___ Selection
Question

answer the following questions about the equation below.
6x³ + 37x² - 34x + 7 = 0
(a) list all rational roots that are possible according to the rational zero theorem. choose the correct answer below.
a. ±1,±7
b. ±1,±2,±3,±6,±1/7,±2/7,±3/7,±6/7
c. ±1,±7,±1/2,±7/2,±1/3,±7/3,±1/6,±7/6
d. ±1,±2,±3,±6
(b) use synthetic division to test several possible rational roots in order to identify one actual root.
one rational root of the given equation is 6. (simplify your answer.)

Explanation:

Step1: Recall Rational Zero Theorem

The Rational Zero Theorem states that if a polynomial equation $a_nx^n + a_{n - 1}x^{n-1}+\cdots+a_1x + a_0=0$ has integer coefficients, then the possible rational zeros are of the form $\pm\frac{p}{q}$, where $p$ is a factor of the constant term $a_0$ and $q$ is a factor of the leading - coefficient $a_n$. For the equation $6x^{3}+37x^{2}-34x + 7 = 0$, $a_0 = 7$ and $a_n=6$.

Step2: Find factors of $a_0$ and $a_n$

The factors of $a_0 = 7$ are $\pm1,\pm7$. The factors of $a_n = 6$ are $\pm1,\pm2,\pm3,\pm6$.

Step3: Form possible rational zeros

The possible rational zeros are $\pm\frac{1}{1},\pm\frac{1}{2},\pm\frac{1}{3},\pm\frac{1}{6},\pm\frac{7}{1},\pm\frac{7}{2},\pm\frac{7}{3},\pm\frac{7}{6}$, which simplifies to $\pm1,\pm7,\pm\frac{1}{2},\pm\frac{7}{2},\pm\frac{1}{3},\pm\frac{7}{3},\pm\frac{1}{6},\pm\frac{7}{6}$.
______
→ **Exercise tasks**:
1 – Name every step heading in the explanation of the polynomial solution.
2 – Answer these from the polynomial solution, each on its own line:
(a) What value does it give for the constant term $a_0$?
(b) Which method does part (b) say to use to test possible rational roots?
(c) What factors of the leading coefficient 6 does Step 2 list?
3 – Please extend the polynomial solution with the next step, beginning right after its list of possible rational zeros.
The material that comes next plays no part in this work.
___ Information shown
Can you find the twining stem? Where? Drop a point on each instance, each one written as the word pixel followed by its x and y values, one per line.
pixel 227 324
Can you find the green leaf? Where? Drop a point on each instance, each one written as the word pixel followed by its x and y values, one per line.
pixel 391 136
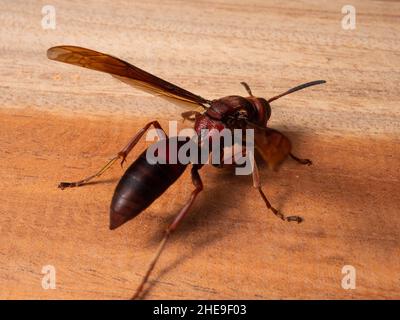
______
→ **Answers by task**:
1 –
- Recall Rational Zero Theorem
- Find factors of $a_0$ and $a_n$
- Form possible rational zeros

2 –
(a) 7
(b) Synthetic division
(c) ±1, ±2, ±3, ±6

3 –
Step4: Test with synthetic division (for part b)

Let's test the possible rational roots using synthetic division. If we test $x = \frac{1}{2}$:
Set up the synthetic - division with the coefficients $6,37,-34,7$.
Bring down the first coefficient $6$:
Multiply $\frac{1}{2}\times6 = 3$, add to the second coefficient: $37 + 3=40$.
Multiply $\frac{1}{2}\times40 = 20$, add to the third coefficient: $-34 + 20=-14$.
Multiply $\frac{1}{2}\times(-14)=-7$, add to the fourth coefficient: $7+( - 7)=0$.
Since the remainder is $0$, $x=\frac{1}{2}$ is a root.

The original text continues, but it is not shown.